Given text >>
== == ==

That is the heart of Menon et al.'s case. If your inspection tool mistakes honest applicants for cheaters, especially applicants already navigating language and access barriers, the whole frame goes out of plumb. You have not protected fairness. You have built a nicer-looking bias.

This also lines up with broader admissions research. A 2025 scoping review in Nurse Educator found growing use of AI by both applicants and reviewers, but stressed unresolved ethical questions around authenticity, policy, and equity [Lewis et al., 2025, DOI: https://doi.org/10.1097/NNE.0000000000001753]. Another 2025 paper on medical school interviews argued that human judgment still has to be the foreman on site, even if AI becomes part of preparation or process design [MacIntosh et al., 2025, DOI: https://doi.org/10.1007/s40670-025-02607-1].

What this changes in the real world

The practical takeaway is almost boring, which is usually a good sign. Better interview design beats fancier policing.

Programs can reduce solo prep time, keep prompts hidden until the live station begins, favor responsive conversation over canned speeches, and train interviewers to probe for reasoning, tradeoffs, and reflection. In plain English: stop asking questions a chatbot can turn into a five-paragraph LinkedIn post. Ask questions that require the applicant to do some live framing lumber with their own brain.

This matters beyond medicine. Law schools, graduate programs, and employers are all staring at the same blueprint. There are already AI-powered coaching products for interview prep all over the market, and text watermarking systems such as Google DeepMind's SynthID-Text are being explored for provenance, but even the best watermarking is only part of the story [Nature, 2024, DOI: https://doi.org/10.1038/s41586-024-08025-4]. You still need assessments that work when the tools get better.

Menon et al. are basically saying: quit pretending you can frisk the internet out of the room. Design better rooms.

That is solid construction logic. If you know wind exists, you do not lecture the wind. You reinforce the structure.

References

Menon T, Mahajan A, Powell D. Designing AI-resilient admissions interviews for health professions training in the age of generative AI. npj Digital Medicine. 2026. DOI: https://doi.org/10.1038/s41746-026-02667-6. PMID: 42026111.

Eva KW, Martin S, Macala C, Shirzad S. The impact of GenAI on applicant behaviour, performance, and interview reliability during virtual interviews for medical school admissions. npj Digital Medicine. 2026;9:75. DOI: https://doi.org/10.1038/s41746-025-02256-z.

Lewis LS, Hartman AM, Brennan-Cook J, Felsman IC, Colbert B, Ledbetter L, Gedzyk-Nieman SA. Artificial Intelligence and Admissions to Health Professions Educational Programs: A Scoping Review. Nurse Educator. 2025;50(1):E13-E18. DOI: https://doi.org/10.1097/NNE.0000000000001753. PMID: 39418331.

MacIntosh A, Roulin N, Amiri L, Koutroulis I. Artificial Intelligence and the Medical School Admissions Interview: Strategic Guidance, Risks, and Lessons from Industrial-Organizational Psychology. Medical Science Educator. 2025;36(1):39-46. DOI: https://doi.org/10.1007/s40670-025-02607-1. PMID: 41939071.

Weber-Wulff D, Anohina-Naumeca A, Bjelobaba S, et al. Testing of detection tools for AI-generated text. International Journal for Educational Integrity. 2023;19:26. DOI: https://doi.org/10.1007/s40979-023-00146-z.

Liang W, Yüksekgönül M, Mao Y, Wu E, Zou J. GPT detectors are biased against non-native English writers. Patterns. 2023;4(7):100779. DOI: https://doi.org/10.1016/j.patter.2023.100779. arXiv:2304.02819.

Kirchenbauer J, Geiping J, Wen Y, et al. Scalable watermarking for identifying large language model outputs. Nature. 2024;634:818-823. DOI: https://doi.org/10.1038/s41586-024-08025-4.

Disclaimer: This blog post is a simplified summary of published research for educational purposes. The accompanying illustration is artistic and does not depict actual model architectures, data, or experimental results. Always refer to the original paper for technical details.

== == ==

Questions >>
1) In the post on AI-resilient admissions interviews, why do programs still need sturdier assessments even though watermarking systems are being explored?
2) From the post on AI-resilient admissions interviews, reproduce the stretch from "Menon et al. are" through "2026;9:75. DOI: https://doi.org/10.1038/s41746-025-02256-z." word for word.

Data extract >>
== == ==

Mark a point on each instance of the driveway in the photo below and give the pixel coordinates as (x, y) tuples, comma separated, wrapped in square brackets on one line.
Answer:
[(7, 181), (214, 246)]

== == ==

Answers for each item >>
1) The post says even the best watermarking is only part of the story. Programs still need assessments that keep working as the AI tools get better.

2)
Menon et al. are basically saying: quit pretending you can frisk the internet out of the room. Design better rooms.

That is solid construction logic. If you know wind exists, you do not lecture the wind. You reinforce the structure.

References

Menon T, Mahajan A, Powell D. Designing AI-resilient admissions interviews for health professions training in the age of generative AI. npj Digital Medicine. 2026. DOI: https://doi.org/10.1038/s41746-026-02667-6. PMID: 42026111.

Eva KW, Martin S, Macala C, Shirzad S. The impact of GenAI on applicant behaviour, performance, and interview reliability during virtual interviews for medical school admissions. npj Digital Medicine. 2026;9:75. DOI: https://doi.org/10.1038/s41746-025-02256-z.